* **GIVEN INSTRUCTION 1**
Add 20 to every coordinate in the answers of all the image location labeling records below, and reproduce every line of those records, requests included, with the updated coordinates. Leave the pictures out of your reply.

* **GIVEN TEXT**
═══
On 05/29/2013 09:05 AM, Joel Falcou wrote:
On 29/05/2013 15:00, Nasos Iliopoulos wrote:
As a matter of fact I am surprised by the progress of the compilers auto-vectorization facilities the last few years, that make me -doubt- the need for explicit vectorization any more. The GSOC project will make it clear for us. An added benefit on relying on compiler is that future vector instructions come for free. A disadvantage is of course the non-guarantee that auto-vectorization will work but I find this rarely the case.
I beg to differ, you're in for some nasty surprises. It basically works for simple operations on simple one-level loops with easily inferred loop boundaries. Also, those stuff are very fragile and based on vendor willingness to do whatever.
That's true. So what we are looking at is breaking down the certain algorithms to a state that the vectorizer can penetrate the patterns. A triple loop won't be just vectorized but providing clear functional paths is working. I don't expect that it will work generally for the current expression templates back-end that's why the we encouraged the student to keep his proposal within the bounds of certain functions. Additionally just injecting explicit vectorization instructions is not gonna work; you need to alter your computational patterns that in the end come very close to what the compiler would optimize anyway.
═══
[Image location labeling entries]
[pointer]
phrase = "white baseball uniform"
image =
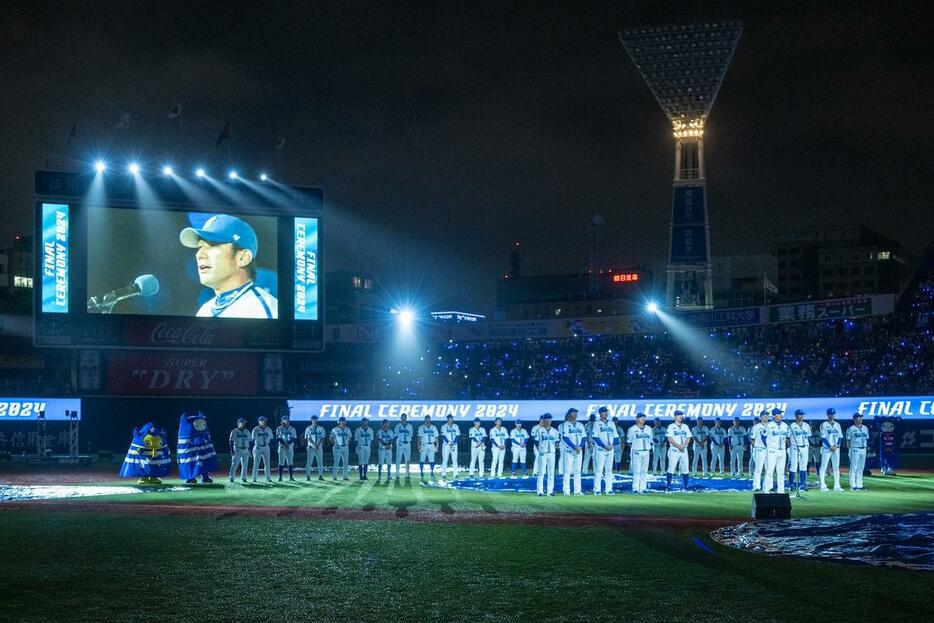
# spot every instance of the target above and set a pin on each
(404, 435)
(757, 450)
(606, 440)
(573, 441)
(384, 439)
(699, 447)
(239, 452)
(314, 442)
(717, 449)
(518, 438)
(477, 437)
(498, 439)
(737, 437)
(678, 459)
(548, 439)
(450, 434)
(340, 438)
(831, 436)
(640, 444)
(262, 439)
(857, 440)
(659, 439)
(777, 435)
═══
* **GIVEN INSTRUCTION 2**
Retype the entire mailing list exchange on compiler auto-vectorization above, word for word.

* **REPLY 1**
[pointer]
phrase = "white baseball uniform"
image =
# spot every instance of the target above and set a pin on each
(424, 455)
(777, 470)
(626, 460)
(593, 461)
(404, 459)
(719, 467)
(259, 472)
(334, 462)
(737, 469)
(538, 458)
(497, 457)
(518, 459)
(757, 457)
(698, 479)
(568, 459)
(470, 454)
(360, 458)
(851, 456)
(660, 464)
(282, 459)
(877, 460)
(679, 459)
(797, 455)

* **REPLY 2**
On 05/29/2013 09:05 AM, Joel Falcou wrote:
On 29/05/2013 15:00, Nasos Iliopoulos wrote:
As a matter of fact I am surprised by the progress of the compilers auto-vectorization facilities the last few years, that make me -doubt- the need for explicit vectorization any more. The GSOC project will make it clear for us. An added benefit on relying on compiler is that future vector instructions come for free. A disadvantage is of course the non-guarantee that auto-vectorization will work but I find this rarely the case.
I beg to differ, you're in for some nasty surprises. It basically works for simple operations on simple one-level loops with easily inferred loop boundaries. Also, those stuff are very fragile and based on vendor willingness to do whatever.
That's true. So what we are looking at is breaking down the certain algorithms to a state that the vectorizer can penetrate the patterns. A triple loop won't be just vectorized but providing clear functional paths is working. I don't expect that it will work generally for the current expression templates back-end that's why the we encouraged the student to keep his proposal within the bounds of certain functions. Additionally just injecting explicit vectorization instructions is not gonna work; you need to alter your computational patterns that in the end come very close to what the compiler would optimize anyway.